**Written request**
Could you convert the material, from the line containing "the man, one per instance" through the end of the material, into a Markdown table with a Number column for the row number and a Line column for the line, skipping any blank lines?

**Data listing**
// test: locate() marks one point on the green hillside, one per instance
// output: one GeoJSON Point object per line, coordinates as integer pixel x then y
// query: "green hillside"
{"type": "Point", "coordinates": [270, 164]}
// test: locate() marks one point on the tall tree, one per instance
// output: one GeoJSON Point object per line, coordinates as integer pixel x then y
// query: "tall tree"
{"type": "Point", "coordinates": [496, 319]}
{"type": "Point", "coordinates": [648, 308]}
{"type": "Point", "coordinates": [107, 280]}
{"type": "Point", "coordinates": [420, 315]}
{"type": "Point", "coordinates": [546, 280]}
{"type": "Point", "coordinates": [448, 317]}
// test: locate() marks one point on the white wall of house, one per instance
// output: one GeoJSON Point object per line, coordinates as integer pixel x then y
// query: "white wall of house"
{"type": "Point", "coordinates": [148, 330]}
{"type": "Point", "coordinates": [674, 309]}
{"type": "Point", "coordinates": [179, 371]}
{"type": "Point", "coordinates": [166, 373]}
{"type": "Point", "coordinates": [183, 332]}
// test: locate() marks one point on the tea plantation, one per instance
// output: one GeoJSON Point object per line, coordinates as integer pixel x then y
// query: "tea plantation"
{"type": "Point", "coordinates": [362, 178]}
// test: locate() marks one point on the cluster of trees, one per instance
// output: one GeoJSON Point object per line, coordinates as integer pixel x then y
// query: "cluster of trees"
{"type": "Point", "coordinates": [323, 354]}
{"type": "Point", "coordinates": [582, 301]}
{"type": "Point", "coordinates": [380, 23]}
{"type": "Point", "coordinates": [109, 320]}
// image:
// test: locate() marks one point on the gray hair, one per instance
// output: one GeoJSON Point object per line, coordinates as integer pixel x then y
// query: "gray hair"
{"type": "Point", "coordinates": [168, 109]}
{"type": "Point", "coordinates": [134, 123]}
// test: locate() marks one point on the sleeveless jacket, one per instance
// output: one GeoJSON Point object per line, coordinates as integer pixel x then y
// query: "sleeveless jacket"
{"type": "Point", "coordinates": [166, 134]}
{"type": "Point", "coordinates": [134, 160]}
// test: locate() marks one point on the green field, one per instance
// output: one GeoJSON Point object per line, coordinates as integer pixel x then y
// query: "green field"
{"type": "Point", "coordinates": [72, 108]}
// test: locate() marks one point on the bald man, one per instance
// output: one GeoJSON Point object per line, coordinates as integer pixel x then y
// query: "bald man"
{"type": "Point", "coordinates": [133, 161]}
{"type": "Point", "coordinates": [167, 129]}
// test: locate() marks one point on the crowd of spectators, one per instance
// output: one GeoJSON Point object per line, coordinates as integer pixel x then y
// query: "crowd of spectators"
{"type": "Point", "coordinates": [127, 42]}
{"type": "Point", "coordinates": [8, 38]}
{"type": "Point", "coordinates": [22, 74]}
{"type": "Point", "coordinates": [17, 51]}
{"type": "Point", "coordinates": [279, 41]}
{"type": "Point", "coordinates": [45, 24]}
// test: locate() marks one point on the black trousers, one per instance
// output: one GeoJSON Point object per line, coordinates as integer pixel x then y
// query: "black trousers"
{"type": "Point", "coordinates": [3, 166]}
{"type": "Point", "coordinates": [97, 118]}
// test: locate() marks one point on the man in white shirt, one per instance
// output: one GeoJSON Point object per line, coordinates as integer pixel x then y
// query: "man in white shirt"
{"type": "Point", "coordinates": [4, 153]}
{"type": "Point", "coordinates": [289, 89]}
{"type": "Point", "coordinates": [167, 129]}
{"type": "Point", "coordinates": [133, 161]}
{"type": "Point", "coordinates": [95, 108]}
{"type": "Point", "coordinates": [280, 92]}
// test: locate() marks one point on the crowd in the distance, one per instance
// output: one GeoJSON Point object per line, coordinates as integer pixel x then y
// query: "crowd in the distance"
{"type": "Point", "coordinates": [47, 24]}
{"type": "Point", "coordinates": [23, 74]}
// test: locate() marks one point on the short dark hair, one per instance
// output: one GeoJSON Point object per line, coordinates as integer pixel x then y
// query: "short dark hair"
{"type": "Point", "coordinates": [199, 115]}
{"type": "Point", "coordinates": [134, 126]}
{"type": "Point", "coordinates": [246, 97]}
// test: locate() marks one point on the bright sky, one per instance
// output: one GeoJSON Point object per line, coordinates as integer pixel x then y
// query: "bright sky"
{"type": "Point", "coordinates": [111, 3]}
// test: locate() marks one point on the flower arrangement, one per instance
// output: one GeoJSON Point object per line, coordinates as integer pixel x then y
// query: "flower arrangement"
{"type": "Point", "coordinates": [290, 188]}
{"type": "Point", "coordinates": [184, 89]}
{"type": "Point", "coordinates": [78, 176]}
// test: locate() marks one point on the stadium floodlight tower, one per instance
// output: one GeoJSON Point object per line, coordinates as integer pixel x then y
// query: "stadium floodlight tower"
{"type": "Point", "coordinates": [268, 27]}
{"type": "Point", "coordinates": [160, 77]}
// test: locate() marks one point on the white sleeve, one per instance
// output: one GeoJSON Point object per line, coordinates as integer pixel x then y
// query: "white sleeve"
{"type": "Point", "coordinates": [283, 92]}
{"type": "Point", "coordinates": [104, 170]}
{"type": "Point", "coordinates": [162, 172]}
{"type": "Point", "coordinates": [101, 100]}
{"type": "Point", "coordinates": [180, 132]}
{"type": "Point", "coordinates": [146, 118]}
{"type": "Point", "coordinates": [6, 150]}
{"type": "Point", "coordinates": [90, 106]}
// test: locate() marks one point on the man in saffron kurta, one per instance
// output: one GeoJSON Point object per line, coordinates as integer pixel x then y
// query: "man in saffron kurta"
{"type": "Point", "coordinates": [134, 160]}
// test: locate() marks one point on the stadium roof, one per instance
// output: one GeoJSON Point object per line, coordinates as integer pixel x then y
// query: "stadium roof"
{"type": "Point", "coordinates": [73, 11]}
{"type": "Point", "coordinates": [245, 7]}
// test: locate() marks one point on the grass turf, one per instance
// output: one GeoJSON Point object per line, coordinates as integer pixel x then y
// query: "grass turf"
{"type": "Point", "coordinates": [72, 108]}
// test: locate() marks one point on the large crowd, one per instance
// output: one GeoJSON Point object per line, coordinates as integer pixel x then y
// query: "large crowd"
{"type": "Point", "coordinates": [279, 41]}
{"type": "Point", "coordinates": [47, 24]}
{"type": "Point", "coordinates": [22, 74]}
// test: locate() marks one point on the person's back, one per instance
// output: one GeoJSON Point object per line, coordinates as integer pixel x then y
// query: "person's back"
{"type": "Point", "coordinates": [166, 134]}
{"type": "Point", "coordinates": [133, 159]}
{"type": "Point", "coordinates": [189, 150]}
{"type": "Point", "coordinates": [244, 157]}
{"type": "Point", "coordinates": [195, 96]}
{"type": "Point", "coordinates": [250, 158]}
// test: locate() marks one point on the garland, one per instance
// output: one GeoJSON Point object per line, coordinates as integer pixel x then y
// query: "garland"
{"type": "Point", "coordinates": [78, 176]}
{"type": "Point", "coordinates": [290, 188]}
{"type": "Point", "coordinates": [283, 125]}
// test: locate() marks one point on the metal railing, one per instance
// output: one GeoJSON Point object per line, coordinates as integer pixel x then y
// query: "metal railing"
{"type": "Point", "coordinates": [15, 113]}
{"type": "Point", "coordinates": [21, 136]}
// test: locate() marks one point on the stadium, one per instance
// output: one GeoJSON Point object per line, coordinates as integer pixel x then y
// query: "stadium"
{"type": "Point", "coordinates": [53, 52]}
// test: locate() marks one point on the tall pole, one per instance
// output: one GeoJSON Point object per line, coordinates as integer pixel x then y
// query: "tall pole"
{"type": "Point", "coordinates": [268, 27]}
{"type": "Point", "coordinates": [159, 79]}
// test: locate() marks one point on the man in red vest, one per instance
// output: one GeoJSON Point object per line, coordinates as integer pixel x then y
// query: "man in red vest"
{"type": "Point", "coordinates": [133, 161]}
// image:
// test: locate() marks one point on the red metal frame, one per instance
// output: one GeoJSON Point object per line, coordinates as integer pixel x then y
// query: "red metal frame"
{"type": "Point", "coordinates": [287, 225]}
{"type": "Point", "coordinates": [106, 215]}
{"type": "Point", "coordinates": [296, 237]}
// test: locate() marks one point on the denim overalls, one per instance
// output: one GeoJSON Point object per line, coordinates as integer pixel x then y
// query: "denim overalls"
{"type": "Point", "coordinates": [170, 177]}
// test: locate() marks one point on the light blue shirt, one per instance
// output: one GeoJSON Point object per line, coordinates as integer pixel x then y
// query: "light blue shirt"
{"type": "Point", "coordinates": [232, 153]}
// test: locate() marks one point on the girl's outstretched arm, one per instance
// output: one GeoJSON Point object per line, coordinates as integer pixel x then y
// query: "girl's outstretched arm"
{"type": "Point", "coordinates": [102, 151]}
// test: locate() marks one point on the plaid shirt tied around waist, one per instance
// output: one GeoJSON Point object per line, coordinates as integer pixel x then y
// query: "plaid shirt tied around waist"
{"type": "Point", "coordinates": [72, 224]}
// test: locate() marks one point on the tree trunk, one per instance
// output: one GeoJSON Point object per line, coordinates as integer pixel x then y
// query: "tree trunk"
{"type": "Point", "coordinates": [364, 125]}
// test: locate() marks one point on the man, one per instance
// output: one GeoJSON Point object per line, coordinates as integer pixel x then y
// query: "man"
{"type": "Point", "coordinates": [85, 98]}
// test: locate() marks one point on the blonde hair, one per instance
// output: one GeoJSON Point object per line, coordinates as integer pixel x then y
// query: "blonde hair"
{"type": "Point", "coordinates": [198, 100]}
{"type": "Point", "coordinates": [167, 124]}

**Reply**
| Number | Line |
|---|---|
| 1 | // test: locate() marks one point on the man, one per instance |
| 2 | // output: one GeoJSON Point object per line, coordinates as integer pixel x then y |
| 3 | // query: "man" |
| 4 | {"type": "Point", "coordinates": [85, 98]} |
| 5 | // test: locate() marks one point on the blonde hair, one per instance |
| 6 | // output: one GeoJSON Point object per line, coordinates as integer pixel x then y |
| 7 | // query: "blonde hair" |
| 8 | {"type": "Point", "coordinates": [198, 100]} |
| 9 | {"type": "Point", "coordinates": [167, 124]} |